**Extracted entries:**

*-*-*

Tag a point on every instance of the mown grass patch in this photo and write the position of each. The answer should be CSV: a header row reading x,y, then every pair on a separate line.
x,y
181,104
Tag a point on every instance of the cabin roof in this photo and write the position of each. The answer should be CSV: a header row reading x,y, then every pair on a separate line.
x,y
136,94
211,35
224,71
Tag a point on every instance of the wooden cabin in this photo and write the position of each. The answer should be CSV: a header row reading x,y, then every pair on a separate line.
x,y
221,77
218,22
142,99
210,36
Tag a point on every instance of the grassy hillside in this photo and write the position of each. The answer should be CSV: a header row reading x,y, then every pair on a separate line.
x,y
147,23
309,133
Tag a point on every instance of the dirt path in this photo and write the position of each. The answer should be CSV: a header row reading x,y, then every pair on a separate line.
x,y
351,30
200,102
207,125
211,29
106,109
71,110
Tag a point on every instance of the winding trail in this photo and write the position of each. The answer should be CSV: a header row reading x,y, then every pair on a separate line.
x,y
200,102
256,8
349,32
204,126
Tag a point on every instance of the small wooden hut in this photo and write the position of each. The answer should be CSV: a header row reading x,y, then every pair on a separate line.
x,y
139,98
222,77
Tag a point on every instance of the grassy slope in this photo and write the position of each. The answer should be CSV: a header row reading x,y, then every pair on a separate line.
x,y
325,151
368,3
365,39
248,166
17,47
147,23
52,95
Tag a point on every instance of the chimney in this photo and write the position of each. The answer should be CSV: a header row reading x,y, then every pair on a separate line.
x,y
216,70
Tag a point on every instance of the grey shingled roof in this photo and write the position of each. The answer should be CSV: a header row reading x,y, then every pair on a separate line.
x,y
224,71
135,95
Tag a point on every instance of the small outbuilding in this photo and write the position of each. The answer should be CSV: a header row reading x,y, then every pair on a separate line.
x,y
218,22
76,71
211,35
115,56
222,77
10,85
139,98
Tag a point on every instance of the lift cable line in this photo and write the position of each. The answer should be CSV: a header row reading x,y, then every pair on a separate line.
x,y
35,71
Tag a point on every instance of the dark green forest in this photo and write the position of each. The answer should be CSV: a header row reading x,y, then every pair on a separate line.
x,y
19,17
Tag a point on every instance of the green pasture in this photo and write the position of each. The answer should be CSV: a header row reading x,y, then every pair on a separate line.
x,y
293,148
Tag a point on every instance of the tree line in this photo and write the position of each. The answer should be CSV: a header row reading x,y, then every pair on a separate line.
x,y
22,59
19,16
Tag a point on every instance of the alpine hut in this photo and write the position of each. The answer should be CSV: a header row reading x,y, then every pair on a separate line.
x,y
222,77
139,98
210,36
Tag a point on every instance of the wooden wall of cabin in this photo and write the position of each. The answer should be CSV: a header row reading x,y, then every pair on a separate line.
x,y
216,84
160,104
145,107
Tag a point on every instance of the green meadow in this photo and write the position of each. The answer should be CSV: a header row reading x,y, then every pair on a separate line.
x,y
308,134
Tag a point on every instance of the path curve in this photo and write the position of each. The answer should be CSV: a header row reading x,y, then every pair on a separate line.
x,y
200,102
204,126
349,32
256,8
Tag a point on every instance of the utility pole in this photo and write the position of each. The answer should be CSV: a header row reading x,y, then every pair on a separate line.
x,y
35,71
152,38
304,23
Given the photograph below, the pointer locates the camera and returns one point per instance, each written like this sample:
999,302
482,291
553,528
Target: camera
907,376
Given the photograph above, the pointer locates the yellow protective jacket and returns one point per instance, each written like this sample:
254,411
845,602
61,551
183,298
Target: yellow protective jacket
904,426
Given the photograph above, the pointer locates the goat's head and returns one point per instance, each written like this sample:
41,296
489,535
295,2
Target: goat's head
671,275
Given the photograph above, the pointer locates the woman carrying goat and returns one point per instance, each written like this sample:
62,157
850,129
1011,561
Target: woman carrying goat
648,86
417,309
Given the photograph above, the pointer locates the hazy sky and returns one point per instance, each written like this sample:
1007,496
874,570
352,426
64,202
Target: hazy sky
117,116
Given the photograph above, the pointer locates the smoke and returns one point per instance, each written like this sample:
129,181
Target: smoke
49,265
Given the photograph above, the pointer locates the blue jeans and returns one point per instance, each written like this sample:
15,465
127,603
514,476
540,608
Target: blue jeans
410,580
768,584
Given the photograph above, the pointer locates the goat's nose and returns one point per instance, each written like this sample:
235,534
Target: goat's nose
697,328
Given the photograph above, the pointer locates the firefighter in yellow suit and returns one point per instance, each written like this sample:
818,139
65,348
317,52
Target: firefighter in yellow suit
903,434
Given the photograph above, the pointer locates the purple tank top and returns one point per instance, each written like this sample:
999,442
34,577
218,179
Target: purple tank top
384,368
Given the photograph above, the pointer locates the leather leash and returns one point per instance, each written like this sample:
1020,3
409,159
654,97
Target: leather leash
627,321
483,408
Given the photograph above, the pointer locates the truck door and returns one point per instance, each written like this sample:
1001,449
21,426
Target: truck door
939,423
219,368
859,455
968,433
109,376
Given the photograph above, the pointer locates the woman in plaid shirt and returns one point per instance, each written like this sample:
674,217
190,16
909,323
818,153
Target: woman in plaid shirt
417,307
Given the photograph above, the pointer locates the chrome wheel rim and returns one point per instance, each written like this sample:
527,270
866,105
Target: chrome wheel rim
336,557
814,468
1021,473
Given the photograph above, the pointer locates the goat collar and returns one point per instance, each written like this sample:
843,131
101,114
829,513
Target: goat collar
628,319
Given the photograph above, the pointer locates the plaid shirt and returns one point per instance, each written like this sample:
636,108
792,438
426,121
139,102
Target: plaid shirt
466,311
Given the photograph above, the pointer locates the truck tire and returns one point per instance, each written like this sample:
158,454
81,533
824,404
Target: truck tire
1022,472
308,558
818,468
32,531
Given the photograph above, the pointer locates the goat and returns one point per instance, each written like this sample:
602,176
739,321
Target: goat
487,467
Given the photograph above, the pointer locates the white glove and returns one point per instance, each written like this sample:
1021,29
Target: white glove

*-*-*

**What to produce:** Copy the lines of the entries above that mention "white".

**Output below:**
Given the photograph above, the pointer locates the white glove and returns one point per instance, each written like this sample:
Target: white glove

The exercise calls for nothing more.